PROBLEM => Below are entries; count each line that holds the word "cord" and report the number without any other words.

PROVIDED DATA =>
-- Opening Marker --
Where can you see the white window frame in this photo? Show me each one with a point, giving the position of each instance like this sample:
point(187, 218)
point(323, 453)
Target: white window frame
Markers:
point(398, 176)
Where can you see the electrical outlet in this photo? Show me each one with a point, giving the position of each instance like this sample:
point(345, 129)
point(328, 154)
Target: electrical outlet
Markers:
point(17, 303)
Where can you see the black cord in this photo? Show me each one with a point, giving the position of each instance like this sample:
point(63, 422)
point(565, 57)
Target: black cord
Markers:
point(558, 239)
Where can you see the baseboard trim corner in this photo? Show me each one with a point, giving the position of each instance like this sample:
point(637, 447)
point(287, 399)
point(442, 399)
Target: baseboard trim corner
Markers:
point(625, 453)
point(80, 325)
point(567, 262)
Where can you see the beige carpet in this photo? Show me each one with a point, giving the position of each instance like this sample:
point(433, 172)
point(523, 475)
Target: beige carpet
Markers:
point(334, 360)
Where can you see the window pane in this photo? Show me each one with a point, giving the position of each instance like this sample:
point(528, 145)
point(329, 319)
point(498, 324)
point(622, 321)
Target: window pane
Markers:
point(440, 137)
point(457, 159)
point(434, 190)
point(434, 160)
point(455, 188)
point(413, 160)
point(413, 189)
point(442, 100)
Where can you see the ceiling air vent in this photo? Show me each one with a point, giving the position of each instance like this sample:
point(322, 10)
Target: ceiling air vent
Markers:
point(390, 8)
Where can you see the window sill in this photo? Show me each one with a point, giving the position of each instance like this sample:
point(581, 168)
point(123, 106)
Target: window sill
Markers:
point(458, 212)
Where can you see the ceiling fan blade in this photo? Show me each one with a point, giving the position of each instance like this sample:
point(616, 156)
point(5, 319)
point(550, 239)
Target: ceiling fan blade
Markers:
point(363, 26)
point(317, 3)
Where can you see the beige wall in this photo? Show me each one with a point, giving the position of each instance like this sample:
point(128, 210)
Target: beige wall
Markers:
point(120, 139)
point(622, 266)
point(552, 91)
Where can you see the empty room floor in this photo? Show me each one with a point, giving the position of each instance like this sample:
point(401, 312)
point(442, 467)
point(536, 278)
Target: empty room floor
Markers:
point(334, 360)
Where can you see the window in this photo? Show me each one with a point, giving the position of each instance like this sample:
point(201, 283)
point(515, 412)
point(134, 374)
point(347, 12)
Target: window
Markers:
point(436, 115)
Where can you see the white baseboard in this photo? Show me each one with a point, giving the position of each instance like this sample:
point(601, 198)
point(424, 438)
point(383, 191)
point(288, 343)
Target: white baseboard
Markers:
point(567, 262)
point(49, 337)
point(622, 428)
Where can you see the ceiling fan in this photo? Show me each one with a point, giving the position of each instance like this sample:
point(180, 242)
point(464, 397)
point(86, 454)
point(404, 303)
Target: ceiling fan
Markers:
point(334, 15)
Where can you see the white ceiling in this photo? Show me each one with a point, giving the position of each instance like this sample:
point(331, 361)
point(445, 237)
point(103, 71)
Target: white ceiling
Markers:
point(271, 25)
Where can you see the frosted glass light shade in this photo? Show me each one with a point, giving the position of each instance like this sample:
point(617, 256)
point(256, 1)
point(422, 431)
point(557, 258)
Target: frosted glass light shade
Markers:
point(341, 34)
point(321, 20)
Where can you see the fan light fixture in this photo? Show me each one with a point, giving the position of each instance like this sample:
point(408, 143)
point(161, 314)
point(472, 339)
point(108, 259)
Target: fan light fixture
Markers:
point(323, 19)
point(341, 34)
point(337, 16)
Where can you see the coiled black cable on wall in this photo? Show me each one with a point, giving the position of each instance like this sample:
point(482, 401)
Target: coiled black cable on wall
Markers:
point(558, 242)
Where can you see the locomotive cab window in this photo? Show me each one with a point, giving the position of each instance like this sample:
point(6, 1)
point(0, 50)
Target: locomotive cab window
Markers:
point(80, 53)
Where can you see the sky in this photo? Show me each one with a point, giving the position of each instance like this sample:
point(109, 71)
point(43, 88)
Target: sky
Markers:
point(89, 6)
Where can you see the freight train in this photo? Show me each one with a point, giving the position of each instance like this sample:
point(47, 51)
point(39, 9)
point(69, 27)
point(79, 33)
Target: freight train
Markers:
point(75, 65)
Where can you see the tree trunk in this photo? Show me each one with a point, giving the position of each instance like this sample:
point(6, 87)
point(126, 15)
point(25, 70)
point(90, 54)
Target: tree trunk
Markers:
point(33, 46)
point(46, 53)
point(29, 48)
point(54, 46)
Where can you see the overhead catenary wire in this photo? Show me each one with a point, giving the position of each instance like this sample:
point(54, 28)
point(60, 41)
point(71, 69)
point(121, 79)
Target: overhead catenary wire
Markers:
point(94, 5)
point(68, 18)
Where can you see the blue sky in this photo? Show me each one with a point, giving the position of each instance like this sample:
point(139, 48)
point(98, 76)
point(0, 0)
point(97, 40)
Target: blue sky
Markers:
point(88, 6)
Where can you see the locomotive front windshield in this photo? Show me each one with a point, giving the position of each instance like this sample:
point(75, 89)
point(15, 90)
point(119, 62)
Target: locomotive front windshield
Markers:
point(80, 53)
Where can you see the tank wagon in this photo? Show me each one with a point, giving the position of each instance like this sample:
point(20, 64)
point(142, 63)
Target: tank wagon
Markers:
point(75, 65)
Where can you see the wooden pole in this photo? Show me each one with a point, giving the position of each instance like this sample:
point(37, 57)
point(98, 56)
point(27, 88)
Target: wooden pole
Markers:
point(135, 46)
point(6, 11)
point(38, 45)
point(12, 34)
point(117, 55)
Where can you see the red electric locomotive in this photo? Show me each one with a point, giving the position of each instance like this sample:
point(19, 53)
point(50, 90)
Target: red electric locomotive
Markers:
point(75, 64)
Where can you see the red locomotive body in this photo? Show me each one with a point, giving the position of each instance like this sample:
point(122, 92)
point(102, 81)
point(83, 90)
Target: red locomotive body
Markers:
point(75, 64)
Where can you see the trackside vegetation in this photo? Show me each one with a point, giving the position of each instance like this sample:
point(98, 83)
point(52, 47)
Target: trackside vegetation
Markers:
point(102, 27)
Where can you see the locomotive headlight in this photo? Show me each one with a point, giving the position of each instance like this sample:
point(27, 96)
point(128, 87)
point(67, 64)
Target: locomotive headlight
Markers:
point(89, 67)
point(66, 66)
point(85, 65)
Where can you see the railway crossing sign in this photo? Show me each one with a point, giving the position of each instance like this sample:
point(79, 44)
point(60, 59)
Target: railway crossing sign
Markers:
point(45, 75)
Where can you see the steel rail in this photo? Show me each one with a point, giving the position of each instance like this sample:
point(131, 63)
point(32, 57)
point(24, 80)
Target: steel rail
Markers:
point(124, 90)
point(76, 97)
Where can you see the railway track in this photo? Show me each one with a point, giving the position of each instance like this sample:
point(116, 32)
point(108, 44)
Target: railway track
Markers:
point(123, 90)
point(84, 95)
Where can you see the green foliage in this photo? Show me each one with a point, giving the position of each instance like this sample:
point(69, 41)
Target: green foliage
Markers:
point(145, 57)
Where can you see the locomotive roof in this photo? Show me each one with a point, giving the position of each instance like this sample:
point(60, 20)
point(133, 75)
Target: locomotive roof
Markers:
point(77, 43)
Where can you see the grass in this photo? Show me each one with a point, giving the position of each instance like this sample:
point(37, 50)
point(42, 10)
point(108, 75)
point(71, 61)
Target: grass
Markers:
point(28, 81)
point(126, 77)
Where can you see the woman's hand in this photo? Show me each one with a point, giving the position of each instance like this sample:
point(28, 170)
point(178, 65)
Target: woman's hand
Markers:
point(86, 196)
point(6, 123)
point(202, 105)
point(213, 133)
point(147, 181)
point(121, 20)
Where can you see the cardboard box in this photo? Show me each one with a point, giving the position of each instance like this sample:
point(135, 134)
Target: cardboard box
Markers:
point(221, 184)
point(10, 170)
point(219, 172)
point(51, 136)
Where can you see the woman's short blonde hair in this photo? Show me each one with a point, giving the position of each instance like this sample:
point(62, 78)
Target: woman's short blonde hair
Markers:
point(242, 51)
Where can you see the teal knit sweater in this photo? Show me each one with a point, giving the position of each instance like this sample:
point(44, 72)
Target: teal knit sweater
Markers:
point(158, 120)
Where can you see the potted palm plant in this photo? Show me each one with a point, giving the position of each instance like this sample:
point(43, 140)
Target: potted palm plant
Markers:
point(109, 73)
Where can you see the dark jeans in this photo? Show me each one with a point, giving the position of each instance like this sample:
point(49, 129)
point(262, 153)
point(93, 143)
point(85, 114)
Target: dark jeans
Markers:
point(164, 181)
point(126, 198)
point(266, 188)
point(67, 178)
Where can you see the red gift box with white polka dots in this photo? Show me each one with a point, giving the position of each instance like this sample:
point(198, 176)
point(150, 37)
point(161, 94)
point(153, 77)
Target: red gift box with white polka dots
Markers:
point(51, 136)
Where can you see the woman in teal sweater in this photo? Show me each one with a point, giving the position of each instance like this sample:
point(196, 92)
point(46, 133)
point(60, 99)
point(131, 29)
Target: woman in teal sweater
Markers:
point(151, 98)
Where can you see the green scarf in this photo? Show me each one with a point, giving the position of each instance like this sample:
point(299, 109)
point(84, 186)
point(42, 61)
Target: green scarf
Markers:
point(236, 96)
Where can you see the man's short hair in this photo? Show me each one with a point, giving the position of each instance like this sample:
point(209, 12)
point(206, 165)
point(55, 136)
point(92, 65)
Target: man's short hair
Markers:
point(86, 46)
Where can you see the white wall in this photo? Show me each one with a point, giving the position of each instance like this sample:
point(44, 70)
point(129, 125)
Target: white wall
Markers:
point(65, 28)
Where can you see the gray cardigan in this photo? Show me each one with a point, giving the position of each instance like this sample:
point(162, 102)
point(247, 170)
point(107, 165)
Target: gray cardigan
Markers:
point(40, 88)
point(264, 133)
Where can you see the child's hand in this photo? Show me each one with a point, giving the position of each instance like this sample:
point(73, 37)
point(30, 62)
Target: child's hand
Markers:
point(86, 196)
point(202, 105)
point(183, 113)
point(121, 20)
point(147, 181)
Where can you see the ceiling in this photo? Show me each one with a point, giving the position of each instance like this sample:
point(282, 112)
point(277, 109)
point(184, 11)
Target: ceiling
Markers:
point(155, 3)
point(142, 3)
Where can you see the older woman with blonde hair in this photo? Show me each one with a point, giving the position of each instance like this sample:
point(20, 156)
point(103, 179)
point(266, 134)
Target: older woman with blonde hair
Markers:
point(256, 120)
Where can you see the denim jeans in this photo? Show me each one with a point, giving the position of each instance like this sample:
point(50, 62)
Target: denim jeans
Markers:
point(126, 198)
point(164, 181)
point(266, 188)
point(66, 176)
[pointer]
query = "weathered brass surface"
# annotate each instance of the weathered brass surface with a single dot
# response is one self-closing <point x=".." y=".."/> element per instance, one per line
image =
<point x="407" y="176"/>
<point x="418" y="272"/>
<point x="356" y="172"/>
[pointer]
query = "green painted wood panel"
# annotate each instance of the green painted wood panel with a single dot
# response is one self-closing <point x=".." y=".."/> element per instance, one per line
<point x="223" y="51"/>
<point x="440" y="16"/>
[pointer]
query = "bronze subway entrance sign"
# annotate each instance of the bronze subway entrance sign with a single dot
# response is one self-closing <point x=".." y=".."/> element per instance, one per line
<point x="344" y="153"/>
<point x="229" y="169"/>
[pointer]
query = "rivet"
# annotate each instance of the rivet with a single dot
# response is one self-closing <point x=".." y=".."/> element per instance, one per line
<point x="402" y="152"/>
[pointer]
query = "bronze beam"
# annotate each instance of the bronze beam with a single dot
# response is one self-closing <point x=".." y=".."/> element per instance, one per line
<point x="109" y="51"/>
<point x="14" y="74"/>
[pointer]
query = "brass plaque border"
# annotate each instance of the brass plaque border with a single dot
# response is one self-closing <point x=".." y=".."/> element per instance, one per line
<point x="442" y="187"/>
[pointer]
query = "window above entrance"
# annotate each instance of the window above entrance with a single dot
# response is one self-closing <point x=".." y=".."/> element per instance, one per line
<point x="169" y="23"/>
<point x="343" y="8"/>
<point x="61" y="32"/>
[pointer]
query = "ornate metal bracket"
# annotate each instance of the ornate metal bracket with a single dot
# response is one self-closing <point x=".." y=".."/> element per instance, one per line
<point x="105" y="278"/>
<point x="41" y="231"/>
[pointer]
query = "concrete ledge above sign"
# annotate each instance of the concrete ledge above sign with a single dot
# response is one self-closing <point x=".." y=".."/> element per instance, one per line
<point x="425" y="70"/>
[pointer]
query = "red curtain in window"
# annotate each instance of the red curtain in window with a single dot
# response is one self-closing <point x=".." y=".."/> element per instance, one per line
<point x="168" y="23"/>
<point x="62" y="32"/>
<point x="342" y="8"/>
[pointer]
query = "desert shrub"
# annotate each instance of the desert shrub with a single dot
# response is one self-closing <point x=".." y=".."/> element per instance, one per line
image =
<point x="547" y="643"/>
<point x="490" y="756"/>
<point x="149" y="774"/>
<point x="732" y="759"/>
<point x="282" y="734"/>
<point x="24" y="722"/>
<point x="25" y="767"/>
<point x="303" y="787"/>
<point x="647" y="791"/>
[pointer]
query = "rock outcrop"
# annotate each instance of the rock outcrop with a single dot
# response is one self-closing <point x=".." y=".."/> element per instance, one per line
-- Closing Marker --
EXERCISE SOLUTION => 2